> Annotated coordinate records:
○ ○ ○ ○
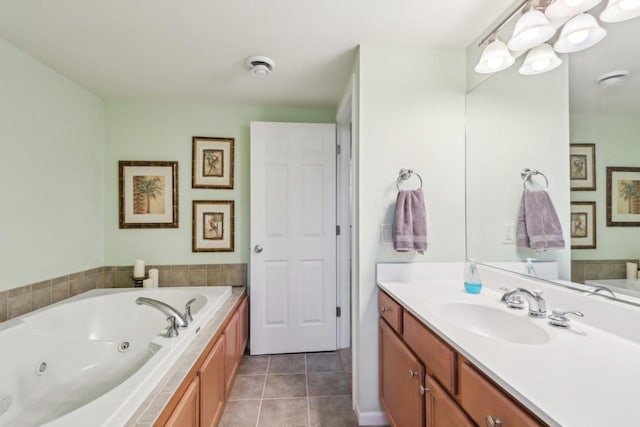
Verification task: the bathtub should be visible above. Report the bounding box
[0,286,231,427]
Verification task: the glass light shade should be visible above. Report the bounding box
[475,39,515,74]
[553,13,607,53]
[544,0,602,20]
[600,0,640,22]
[518,43,562,76]
[507,9,556,52]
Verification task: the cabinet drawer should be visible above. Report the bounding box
[402,311,456,394]
[458,360,545,427]
[378,291,402,334]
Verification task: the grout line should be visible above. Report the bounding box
[256,356,271,427]
[304,353,311,427]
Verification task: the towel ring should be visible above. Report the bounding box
[396,169,422,191]
[520,168,549,190]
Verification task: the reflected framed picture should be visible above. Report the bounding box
[191,200,235,252]
[607,166,640,227]
[571,202,596,249]
[191,136,234,189]
[569,144,596,191]
[118,160,178,228]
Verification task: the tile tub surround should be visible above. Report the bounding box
[220,349,358,427]
[0,264,247,322]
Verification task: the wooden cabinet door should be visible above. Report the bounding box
[238,298,249,359]
[223,311,240,396]
[198,337,225,427]
[379,318,425,427]
[425,375,474,427]
[165,377,200,427]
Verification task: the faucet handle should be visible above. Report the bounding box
[164,316,180,338]
[549,309,584,328]
[184,298,196,322]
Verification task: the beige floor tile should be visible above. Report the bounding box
[218,400,261,427]
[309,396,358,427]
[269,354,306,374]
[258,397,309,427]
[264,374,307,398]
[307,353,342,372]
[229,375,266,400]
[307,372,351,396]
[238,356,269,375]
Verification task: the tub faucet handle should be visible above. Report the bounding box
[164,316,180,338]
[184,298,196,322]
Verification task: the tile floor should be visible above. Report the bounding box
[220,349,358,427]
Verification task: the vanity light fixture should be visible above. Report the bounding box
[600,0,640,22]
[518,43,562,76]
[553,13,607,53]
[544,0,602,20]
[507,3,556,52]
[475,37,516,74]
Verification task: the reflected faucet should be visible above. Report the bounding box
[136,297,191,328]
[500,288,547,317]
[584,286,616,298]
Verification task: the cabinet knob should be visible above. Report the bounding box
[485,415,502,427]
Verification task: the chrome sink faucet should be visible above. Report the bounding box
[136,297,193,328]
[500,288,547,317]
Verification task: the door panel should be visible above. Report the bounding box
[250,122,336,354]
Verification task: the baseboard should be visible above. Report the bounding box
[355,402,389,426]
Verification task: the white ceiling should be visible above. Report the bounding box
[0,0,513,107]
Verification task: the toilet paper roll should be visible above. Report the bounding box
[149,268,160,288]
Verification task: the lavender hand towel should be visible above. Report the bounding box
[516,190,564,250]
[393,190,427,254]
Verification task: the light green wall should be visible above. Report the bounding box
[0,39,104,291]
[354,45,465,413]
[570,113,640,260]
[104,102,336,265]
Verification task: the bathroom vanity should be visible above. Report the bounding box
[378,263,640,427]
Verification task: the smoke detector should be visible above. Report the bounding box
[596,70,631,87]
[245,56,276,79]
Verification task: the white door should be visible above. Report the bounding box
[250,122,336,354]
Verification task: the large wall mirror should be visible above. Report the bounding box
[466,2,640,300]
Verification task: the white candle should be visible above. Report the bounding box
[149,268,160,288]
[133,259,144,277]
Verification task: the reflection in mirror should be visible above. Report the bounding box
[467,2,640,298]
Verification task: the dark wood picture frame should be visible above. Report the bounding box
[191,200,235,252]
[607,166,640,227]
[191,136,235,189]
[118,160,178,228]
[569,144,596,191]
[570,202,597,249]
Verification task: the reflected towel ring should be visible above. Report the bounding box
[396,169,422,191]
[520,168,549,190]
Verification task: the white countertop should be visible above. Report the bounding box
[378,277,640,427]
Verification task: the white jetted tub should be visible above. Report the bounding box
[0,286,231,427]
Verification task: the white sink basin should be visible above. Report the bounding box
[440,302,549,344]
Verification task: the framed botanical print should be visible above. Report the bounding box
[607,166,640,227]
[571,202,596,249]
[191,200,235,252]
[191,136,234,189]
[118,160,178,228]
[569,144,596,191]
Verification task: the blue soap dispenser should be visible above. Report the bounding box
[464,258,482,294]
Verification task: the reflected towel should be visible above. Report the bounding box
[516,190,564,250]
[393,190,427,254]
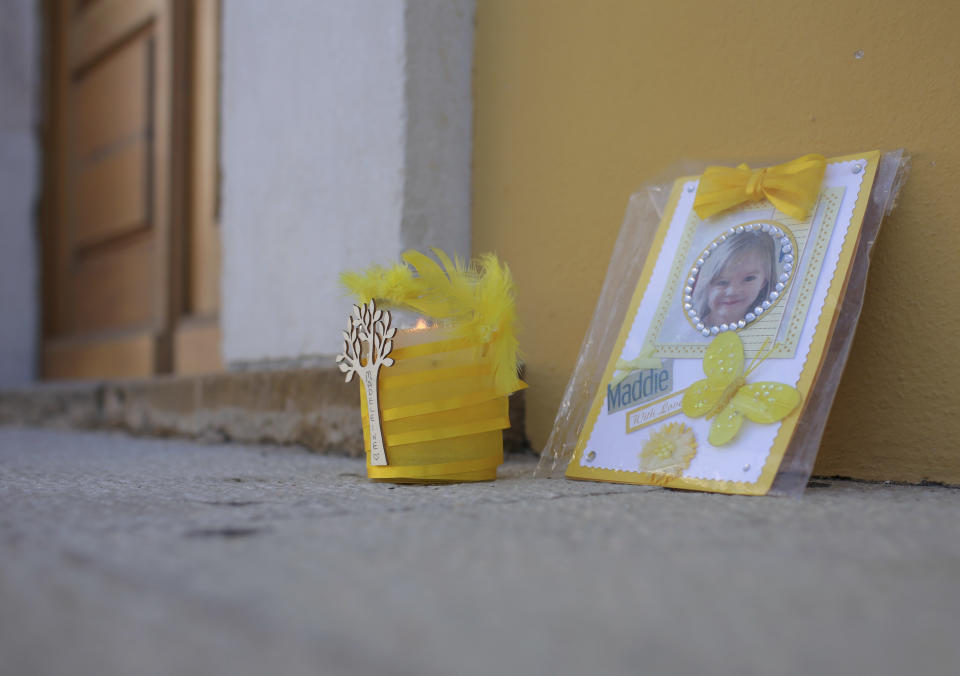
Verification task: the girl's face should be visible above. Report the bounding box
[707,251,767,326]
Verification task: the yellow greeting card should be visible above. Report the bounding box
[566,152,881,495]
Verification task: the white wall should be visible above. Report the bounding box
[0,0,40,387]
[221,0,473,366]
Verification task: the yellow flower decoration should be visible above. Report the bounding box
[640,423,697,477]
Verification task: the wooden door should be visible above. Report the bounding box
[42,0,219,378]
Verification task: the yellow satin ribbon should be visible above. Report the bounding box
[693,155,827,221]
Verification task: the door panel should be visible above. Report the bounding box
[71,137,151,249]
[43,0,220,378]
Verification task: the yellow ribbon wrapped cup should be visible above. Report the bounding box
[337,249,526,483]
[360,328,523,483]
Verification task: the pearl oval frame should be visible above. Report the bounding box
[680,221,798,338]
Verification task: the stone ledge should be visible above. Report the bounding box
[0,368,528,457]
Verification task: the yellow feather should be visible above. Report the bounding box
[340,249,521,394]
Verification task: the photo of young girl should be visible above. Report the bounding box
[692,230,779,327]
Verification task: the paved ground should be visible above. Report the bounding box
[0,428,960,676]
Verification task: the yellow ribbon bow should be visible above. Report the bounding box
[693,155,827,221]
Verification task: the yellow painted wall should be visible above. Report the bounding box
[473,0,960,483]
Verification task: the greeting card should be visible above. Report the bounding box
[558,152,904,494]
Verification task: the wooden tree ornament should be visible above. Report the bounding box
[337,300,397,465]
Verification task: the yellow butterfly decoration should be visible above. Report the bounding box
[682,331,800,446]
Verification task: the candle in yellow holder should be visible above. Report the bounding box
[338,247,526,483]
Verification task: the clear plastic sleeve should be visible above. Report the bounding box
[535,150,910,497]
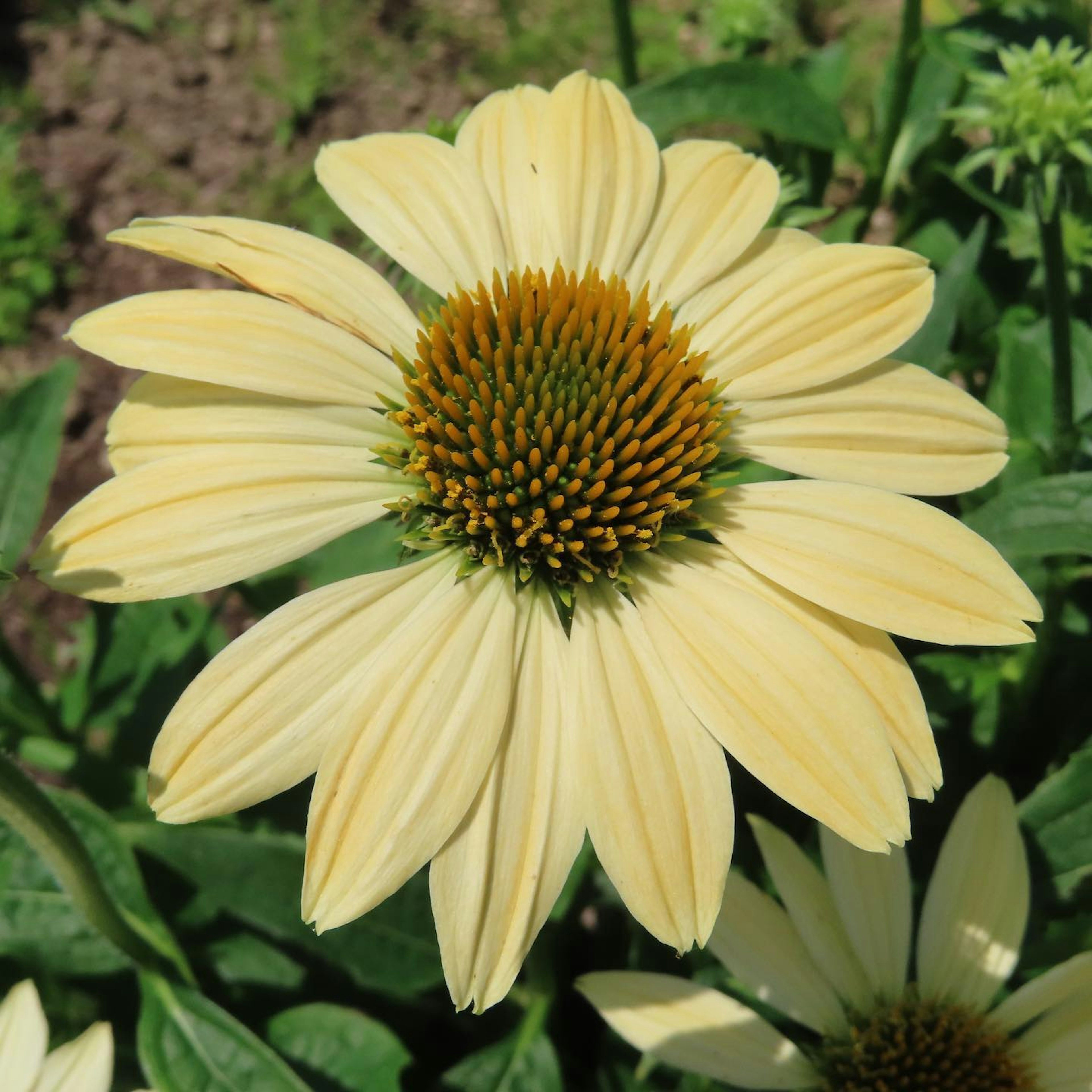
○ ○ ○ ○
> Instructions for the task: Locate every line in the entries that contains the word "floor" and copy each such line in full. Case counts.

> Solution to this exercise:
Verification task: the beige floor tile should be visible above. Report the bounding box
Verification task: the tile floor should be visible above. Report the bounding box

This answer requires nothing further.